The George, 1977. De bovenstaande foto is bijgesneden. Bekijk de volledige foto hier
Fotograaf Derek Ridgers, die je misschien kent van de serie Skinheads: 1979 -1984 of zijn foto’s van Ibiza voordat de ravegeneratie er arriveerde, legt al vijf decennia lang het nachtleven van Londen vast op de gevoelige plaat. Door de jaren heen mag de muziek en de kleding veranderd zijn, maar het enthousiasme en de uitbundigheid van de clubbers in Londen is hetzelfde gebleven. Volgende maand verschijnt het boek The Dark Carnival: Portraits from the Endless Night , waarin een selectie van zijn veertig jaar aan feestfotografie te zien is. Ik sprak kort met Derek over zijn leven als fotograaf.
Videos by VICE
VICE: Hoi Derek. Waarom voelde je je aangetrokken tot partyfotografie?

Opgeslagen gegevensitems
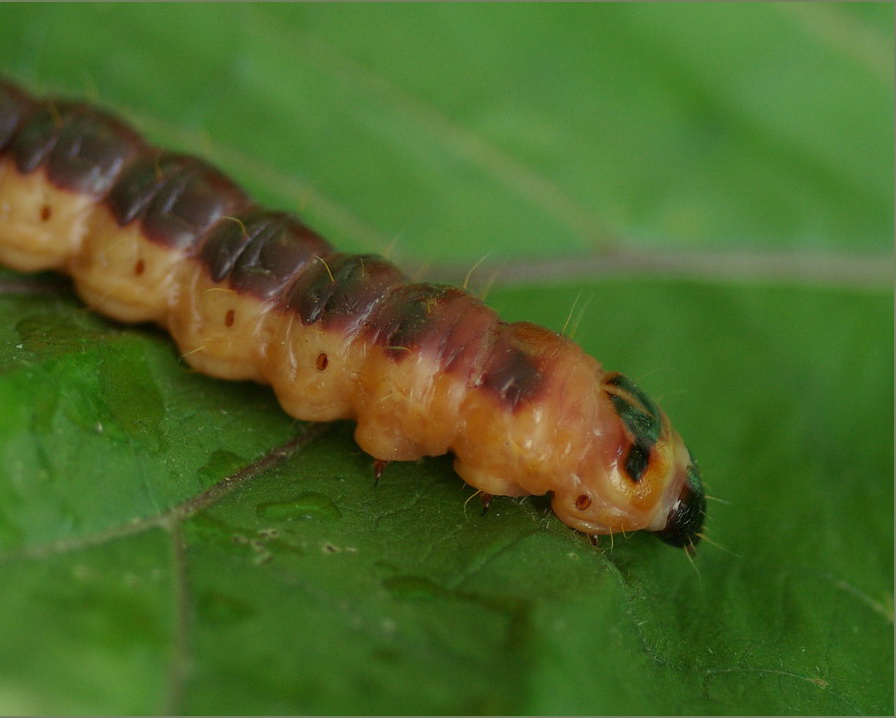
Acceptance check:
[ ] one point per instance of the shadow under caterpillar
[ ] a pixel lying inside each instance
(248, 293)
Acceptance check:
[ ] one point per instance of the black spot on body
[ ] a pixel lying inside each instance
(687, 515)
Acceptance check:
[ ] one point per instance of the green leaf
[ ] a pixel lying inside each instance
(705, 190)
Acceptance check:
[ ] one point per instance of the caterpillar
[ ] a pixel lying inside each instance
(251, 294)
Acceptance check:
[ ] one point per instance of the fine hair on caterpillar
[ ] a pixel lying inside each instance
(251, 294)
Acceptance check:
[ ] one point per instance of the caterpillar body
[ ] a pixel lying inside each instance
(247, 293)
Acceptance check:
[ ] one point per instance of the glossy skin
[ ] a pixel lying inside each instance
(246, 293)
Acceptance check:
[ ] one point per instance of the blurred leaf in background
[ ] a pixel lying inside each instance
(708, 186)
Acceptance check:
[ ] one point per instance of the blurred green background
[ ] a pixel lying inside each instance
(707, 188)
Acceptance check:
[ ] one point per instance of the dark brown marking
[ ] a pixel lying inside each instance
(261, 252)
(510, 371)
(90, 153)
(341, 289)
(637, 460)
(14, 105)
(37, 134)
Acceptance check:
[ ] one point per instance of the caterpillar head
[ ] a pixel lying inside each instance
(639, 474)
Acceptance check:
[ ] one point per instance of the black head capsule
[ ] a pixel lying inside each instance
(687, 514)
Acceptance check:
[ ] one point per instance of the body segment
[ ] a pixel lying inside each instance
(246, 293)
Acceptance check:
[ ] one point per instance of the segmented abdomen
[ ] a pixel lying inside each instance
(252, 294)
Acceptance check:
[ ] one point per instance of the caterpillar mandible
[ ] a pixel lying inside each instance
(251, 294)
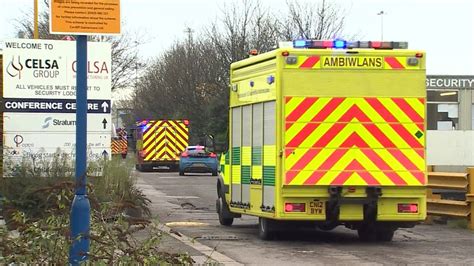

> **WAT GEVRAAGD WORDT**
Vertaal deze zin uit de tekst over Derek Ridgers in het Engels: "Door de jaren heen mag de muziek en de kleding veranderd zijn, maar het enthousiasme en de uitbundigheid van de clubbers in Londen is hetzelfde gebleven."

> **UITWERKING**
Over the years the music and the clothing may have changed, but the enthusiasm and exuberance of the clubbers in London have remained the same.